_TAREA ASIGNADA:_ Imprima completo el texto sobre Belfast en el cine, sin cambiar una sola palabra.

_TEXTO CITADO:_
El eterno conflicto, complicado con la guerra civil que siguió a la de independencia, ha brindado, desde el punto de vista de la épica cinematográfica, la posibilidad de un wéstern a la europea, salpicadas de sangre las verdes praderas y magnificando la figura del pistolero rebelde atormentado por la católica culpa, como Mickey Rourke en Réquiem por los que van a morir (Mike Hodges, 1987). En este contexto, Belfast quedó como un auténtico «territorio comanche»: la huida por sus calles de James Mason, líder del IRA acosado por la policía en Larga es la noche (1947), un magnífico noir de Carol Reed, no es muy distinta a la odisea, a través de un barrio católico, del soldado británico que se queda atrás en la no menos reseñable ‘71 (Yann Demange, 2014). Ambas son producciones cien por cien británicas, y la segunda transcurre apenas unos meses antes de aquel trágico Domingo Sangriento, que desataría la venganza del IRA, tres décadas antes de poner de moda la cámara nerviosa e inmersiva de Paul Greengrass en una memorable película homónima, premiada con el Oso de Oro.

_REGISTROS SIN PROCESAR:_

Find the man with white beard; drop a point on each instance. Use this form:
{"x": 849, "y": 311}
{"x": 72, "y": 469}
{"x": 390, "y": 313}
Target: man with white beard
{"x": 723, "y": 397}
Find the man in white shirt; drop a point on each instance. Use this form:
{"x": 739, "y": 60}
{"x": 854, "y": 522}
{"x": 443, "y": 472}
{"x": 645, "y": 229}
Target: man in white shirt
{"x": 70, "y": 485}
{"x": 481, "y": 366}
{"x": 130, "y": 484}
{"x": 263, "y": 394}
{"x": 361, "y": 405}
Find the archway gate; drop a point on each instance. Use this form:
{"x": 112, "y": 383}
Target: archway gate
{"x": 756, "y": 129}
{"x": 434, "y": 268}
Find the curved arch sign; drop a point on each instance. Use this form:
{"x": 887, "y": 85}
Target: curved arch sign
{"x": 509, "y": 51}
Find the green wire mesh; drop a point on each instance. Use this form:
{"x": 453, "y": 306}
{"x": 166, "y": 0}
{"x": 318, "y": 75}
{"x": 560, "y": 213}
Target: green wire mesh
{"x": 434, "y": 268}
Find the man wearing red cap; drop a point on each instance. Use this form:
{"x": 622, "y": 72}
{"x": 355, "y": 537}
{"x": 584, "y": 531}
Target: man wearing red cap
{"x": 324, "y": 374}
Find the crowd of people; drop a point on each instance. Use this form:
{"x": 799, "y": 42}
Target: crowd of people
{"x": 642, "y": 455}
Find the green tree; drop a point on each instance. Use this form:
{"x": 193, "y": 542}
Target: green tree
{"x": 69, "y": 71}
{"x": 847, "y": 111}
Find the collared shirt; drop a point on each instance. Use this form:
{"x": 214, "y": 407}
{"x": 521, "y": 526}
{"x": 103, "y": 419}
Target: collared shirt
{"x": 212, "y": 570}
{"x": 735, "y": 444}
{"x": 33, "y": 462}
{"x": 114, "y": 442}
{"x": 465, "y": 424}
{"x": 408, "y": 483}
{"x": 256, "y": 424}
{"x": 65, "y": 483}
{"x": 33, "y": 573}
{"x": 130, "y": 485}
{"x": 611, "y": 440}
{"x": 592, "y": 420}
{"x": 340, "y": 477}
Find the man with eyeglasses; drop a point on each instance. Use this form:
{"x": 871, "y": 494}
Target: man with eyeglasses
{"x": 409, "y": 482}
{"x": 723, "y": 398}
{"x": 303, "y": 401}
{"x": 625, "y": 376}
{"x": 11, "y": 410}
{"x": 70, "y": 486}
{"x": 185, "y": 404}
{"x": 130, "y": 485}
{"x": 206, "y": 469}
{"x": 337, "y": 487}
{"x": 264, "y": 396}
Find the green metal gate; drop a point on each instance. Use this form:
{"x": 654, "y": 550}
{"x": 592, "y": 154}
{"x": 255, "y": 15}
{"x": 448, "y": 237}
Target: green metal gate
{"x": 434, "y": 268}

--

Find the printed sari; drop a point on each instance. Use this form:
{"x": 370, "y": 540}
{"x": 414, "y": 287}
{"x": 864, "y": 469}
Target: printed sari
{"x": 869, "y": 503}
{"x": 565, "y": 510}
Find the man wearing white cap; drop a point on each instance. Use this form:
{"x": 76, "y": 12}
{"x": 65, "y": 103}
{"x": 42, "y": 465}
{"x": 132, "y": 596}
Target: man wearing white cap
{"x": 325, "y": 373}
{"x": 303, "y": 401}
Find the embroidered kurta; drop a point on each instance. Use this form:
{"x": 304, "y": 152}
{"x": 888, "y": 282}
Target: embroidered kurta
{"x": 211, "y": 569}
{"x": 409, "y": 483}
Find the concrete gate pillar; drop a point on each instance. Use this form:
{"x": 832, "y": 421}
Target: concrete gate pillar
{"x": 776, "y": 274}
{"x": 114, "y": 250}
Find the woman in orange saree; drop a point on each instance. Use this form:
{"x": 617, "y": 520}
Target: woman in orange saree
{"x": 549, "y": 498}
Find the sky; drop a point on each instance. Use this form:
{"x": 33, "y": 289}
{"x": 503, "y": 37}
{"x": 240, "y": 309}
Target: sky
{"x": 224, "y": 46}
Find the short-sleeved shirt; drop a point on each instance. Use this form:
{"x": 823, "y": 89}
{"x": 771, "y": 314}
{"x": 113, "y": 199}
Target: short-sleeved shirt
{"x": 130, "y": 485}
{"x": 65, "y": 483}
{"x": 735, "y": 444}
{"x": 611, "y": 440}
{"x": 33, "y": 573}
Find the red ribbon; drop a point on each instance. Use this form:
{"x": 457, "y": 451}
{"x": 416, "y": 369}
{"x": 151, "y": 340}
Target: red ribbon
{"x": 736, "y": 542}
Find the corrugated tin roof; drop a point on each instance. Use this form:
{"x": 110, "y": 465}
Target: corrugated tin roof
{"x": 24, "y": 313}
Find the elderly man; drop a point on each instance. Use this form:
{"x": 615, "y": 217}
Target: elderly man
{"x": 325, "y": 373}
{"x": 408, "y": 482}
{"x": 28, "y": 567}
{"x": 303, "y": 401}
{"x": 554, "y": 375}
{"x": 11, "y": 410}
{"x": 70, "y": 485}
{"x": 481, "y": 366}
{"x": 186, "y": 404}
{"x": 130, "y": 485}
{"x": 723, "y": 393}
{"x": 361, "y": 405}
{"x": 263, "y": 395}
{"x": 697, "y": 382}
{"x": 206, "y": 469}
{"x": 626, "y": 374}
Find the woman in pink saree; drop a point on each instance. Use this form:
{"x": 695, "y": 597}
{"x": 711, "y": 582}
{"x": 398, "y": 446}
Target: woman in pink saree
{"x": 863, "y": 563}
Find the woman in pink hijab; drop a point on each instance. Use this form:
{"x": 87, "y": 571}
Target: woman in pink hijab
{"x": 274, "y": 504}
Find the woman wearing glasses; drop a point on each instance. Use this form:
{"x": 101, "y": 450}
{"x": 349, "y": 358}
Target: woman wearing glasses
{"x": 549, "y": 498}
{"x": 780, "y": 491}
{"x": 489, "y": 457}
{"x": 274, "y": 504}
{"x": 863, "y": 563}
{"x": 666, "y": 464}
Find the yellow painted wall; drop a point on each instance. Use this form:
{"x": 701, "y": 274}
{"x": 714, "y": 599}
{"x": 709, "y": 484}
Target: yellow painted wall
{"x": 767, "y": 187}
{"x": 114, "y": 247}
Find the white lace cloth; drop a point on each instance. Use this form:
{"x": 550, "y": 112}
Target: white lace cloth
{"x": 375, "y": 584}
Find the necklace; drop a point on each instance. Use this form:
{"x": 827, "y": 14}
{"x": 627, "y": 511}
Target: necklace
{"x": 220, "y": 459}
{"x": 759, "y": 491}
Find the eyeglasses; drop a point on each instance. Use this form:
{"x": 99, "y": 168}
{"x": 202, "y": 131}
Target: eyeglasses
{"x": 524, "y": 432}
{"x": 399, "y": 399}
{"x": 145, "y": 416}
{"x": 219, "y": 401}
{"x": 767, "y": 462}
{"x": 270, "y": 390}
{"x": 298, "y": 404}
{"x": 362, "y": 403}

_SOLUCIÓN DEL EJERCICIO:_
El eterno conflicto, complicado con la guerra civil que siguió a la de independencia, ha brindado, desde el punto de vista de la épica cinematográfica, la posibilidad de un wéstern a la europea, salpicadas de sangre las verdes praderas y magnificando la figura del pistolero rebelde atormentado por la católica culpa, como Mickey Rourke en Réquiem por los que van a morir (Mike Hodges, 1987). En este contexto, Belfast quedó como un auténtico «territorio comanche»: la huida por sus calles de James Mason, líder del IRA acosado por la policía en Larga es la noche (1947), un magnífico noir de Carol Reed, no es muy distinta a la odisea, a través de un barrio católico, del soldado británico que se queda atrás en la no menos reseñable ‘71 (Yann Demange, 2014). Ambas son producciones cien por cien británicas, y la segunda transcurre apenas unos meses antes de aquel trágico Domingo Sangriento, que desataría la venganza del IRA, tres décadas antes de poner de moda la cámara nerviosa e inmersiva de Paul Greengrass en una memorable película homónima, premiada con el Oso de Oro.